Output each entry exactly; skip nothing.

......

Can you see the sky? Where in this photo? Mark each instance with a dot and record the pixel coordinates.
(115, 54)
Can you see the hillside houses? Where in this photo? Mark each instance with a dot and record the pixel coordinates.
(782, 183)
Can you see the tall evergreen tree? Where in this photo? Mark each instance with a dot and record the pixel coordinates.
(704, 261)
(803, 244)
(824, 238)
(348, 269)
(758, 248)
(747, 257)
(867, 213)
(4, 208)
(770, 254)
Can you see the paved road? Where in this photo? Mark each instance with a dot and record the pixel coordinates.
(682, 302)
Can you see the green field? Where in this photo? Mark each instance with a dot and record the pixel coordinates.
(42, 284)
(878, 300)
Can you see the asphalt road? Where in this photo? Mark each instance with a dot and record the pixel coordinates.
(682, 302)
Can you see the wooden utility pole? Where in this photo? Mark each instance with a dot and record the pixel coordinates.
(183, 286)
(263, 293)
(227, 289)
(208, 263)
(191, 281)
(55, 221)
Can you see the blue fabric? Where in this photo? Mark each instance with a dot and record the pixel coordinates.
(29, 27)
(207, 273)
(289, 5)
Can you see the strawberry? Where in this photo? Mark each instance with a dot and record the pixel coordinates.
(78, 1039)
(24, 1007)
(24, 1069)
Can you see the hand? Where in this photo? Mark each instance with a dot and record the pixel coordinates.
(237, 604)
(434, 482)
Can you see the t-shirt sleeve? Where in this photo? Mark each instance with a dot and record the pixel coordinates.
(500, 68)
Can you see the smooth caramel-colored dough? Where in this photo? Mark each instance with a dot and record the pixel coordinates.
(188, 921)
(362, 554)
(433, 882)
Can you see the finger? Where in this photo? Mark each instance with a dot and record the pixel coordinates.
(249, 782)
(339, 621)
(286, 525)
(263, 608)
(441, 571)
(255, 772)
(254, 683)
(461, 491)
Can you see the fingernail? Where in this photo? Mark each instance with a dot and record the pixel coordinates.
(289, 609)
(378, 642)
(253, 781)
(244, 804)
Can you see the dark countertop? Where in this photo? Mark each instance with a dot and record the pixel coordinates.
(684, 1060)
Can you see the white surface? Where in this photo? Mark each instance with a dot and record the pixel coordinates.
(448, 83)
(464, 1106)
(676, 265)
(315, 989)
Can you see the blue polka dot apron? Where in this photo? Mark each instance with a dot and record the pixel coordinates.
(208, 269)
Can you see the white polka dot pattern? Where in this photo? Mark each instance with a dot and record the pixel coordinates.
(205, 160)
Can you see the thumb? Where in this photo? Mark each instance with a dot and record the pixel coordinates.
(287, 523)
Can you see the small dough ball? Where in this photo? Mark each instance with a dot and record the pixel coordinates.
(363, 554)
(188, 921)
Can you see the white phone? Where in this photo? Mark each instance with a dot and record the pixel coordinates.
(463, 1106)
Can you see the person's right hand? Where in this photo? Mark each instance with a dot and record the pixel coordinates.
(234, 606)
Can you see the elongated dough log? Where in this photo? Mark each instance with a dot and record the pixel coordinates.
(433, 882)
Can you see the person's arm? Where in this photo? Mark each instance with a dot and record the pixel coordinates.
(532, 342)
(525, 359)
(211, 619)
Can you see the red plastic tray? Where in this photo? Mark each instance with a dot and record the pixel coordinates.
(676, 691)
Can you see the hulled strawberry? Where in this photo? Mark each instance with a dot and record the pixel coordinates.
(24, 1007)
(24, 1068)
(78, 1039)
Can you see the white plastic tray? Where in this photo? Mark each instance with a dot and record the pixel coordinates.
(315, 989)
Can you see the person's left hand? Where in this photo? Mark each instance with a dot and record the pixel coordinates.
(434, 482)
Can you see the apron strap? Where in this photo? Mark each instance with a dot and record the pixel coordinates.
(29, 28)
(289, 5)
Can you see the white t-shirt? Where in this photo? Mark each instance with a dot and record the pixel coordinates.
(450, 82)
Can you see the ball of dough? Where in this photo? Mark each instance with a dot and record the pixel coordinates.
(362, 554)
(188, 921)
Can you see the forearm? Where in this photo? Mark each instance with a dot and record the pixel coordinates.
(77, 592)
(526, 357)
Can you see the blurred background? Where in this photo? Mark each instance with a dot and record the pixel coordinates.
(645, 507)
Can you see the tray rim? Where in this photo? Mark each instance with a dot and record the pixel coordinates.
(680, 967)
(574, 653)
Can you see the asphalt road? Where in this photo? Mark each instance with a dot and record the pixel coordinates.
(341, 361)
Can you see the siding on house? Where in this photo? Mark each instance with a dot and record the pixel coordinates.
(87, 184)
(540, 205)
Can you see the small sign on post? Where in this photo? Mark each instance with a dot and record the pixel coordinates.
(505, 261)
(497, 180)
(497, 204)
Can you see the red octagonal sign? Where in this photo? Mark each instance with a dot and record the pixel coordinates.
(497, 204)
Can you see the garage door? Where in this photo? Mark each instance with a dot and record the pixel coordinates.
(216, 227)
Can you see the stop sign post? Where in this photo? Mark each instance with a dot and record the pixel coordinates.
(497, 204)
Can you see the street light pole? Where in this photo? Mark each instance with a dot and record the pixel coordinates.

......

_Written reply_.
Can you see the sky? Where in this photo? Mark each instance with a dot and record the pixel coordinates.
(115, 54)
Can you see the hillside houses? Where in this photo? Mark each instance with a dot and record the pixel coordinates.
(782, 183)
Can you see the tall evergreen tree? Where in this photo? Mark each instance with a dot and record the pixel coordinates.
(704, 261)
(803, 244)
(824, 238)
(348, 269)
(758, 248)
(747, 257)
(867, 213)
(4, 208)
(770, 254)
Can you see the paved road? Where in this photo? Mark each instance with a dot and record the pixel coordinates.
(682, 302)
Can you see the green field? Where in this photo? Mark each instance with a dot and record the pixel coordinates.
(42, 284)
(878, 300)
Can you see the asphalt road? Where in this photo? Mark each instance with a dot and record the pixel coordinates.
(682, 302)
Can you see the wooden utility pole? Where in this photo? Mark each instance with a dot and record the pixel coordinates.
(183, 286)
(263, 293)
(227, 289)
(208, 263)
(191, 281)
(55, 221)
Can you see the blue fabric? Where in this photo? Mark each instance with a dot and record the pixel coordinates.
(29, 27)
(207, 273)
(289, 5)
Can you see the strawberry? Where in this photo? Mark each instance with a dot and record the pixel coordinates.
(78, 1039)
(24, 1007)
(24, 1069)
Can you see the hand? Where in this photo? Mark each instance with a dot and record the pixel coordinates.
(237, 604)
(434, 482)
Can you see the t-shirt sleeve? Where in this photo? Mark each instance with a dot and record the pixel coordinates.
(500, 68)
Can you see the smooth caramel-colored dough? Where in this photo? Mark each instance with a dot and record the pixel coordinates.
(188, 921)
(362, 554)
(433, 882)
Can you see the finger? Where in this photo? Mark each instance with a dot and record the pixel coordinates.
(249, 782)
(339, 621)
(286, 525)
(263, 608)
(441, 571)
(255, 772)
(254, 683)
(461, 491)
Can you see the fingernail? Where in this photo? Mark each instance with a dot and record the pixel coordinates.
(289, 609)
(378, 642)
(253, 781)
(244, 804)
Can you see the dark countertop? Where in this photo? Mark each instance with a dot and record the pixel coordinates.
(684, 1060)
Can you see the white surface? Where in this photo? Mark each instance with a dot and record the pixel coordinates.
(448, 83)
(464, 1106)
(676, 265)
(315, 989)
Can you see the blue polka dot apron? Where in this photo? Mark each instance with a dot and record the pixel coordinates.
(208, 269)
Can you see the white polka dot pattern? Where in this photo? Mark each instance with a dot and record the pixel coordinates.
(205, 160)
Can you see the thumb? Where in this photo? Mark each instance with a dot and record the pixel coordinates.
(287, 523)
Can you see the small dough ball? Where in this photo? Mark each instance with a dot and record the pixel coordinates.
(363, 554)
(188, 921)
Can you see the white phone? Where in this photo? Mark each instance with a dot and record the pixel coordinates.
(463, 1106)
Can you see the person's right hand? Where in this photo? Mark each instance with a dot and record the pixel coordinates.
(234, 606)
Can you see the elongated dough log? Where in this photo? Mark each instance with a dot and record the pixel coordinates.
(433, 882)
Can you see the person's arm? Where in this photo? Mark each instance with a dot and record the pixel coordinates.
(532, 342)
(525, 359)
(211, 619)
Can you see the red plastic tray? Where in this photo? Mark each instance with a dot and record the pixel coordinates.
(676, 691)
Can you see the hulled strawberry? Where in this photo? Mark each instance with a dot and record the pixel coordinates.
(24, 1007)
(24, 1068)
(78, 1039)
Can you see the white plastic tray? Where in this photo? Mark each instance with a dot and record the pixel coordinates.
(315, 989)
Can you see the person's left hand? Where in this photo? Mark each instance with a dot and record the pixel coordinates.
(434, 482)
Can you see the apron strap? Where in this photo? Mark each instance with a dot and record the pixel coordinates.
(29, 28)
(289, 5)
Can you see the white t-shirt? Where in this photo? Mark each instance with a dot and record the pixel coordinates.
(450, 82)
Can you see the ball of dough? Where in this photo? Mark each instance with a dot and record the pixel coordinates.
(362, 554)
(188, 921)
Can you see the forearm? Where in this photo? Mark each instance with a dot and record the pixel coordinates.
(77, 592)
(526, 357)
Can you see the blurred background? Where in this photo? Mark each instance with a dot and record the pixel coordinates.
(645, 507)
Can you see the tray rim? Where in this photo? Mark each instance with a dot and record the pixel coordinates.
(680, 967)
(574, 653)
Can you see the asphalt road? Where in this photo? Mark each instance with a dot and record the pixel coordinates.
(341, 361)
Can you see the siding on house? Where in this photo? Mark each instance with a dot and record the pixel coordinates.
(87, 184)
(540, 205)
Can you see the small sign on post? Where in this photo? Mark each instance with a dot and record the pixel coordinates.
(505, 261)
(497, 180)
(497, 204)
Can you see the red octagonal sign? Where in this photo? Mark each instance with a dot and record the pixel coordinates.
(497, 204)
Can you see the garage door? Where in this photo? Mark each instance with a dot and record the pixel coordinates.
(216, 227)
Can you see the stop sign post? Where in this photo? Mark each instance with a dot and record the pixel coordinates.
(497, 204)
Can you see the street light pole? Where in this photo? Mark each instance with a dot and record the pixel coordinates.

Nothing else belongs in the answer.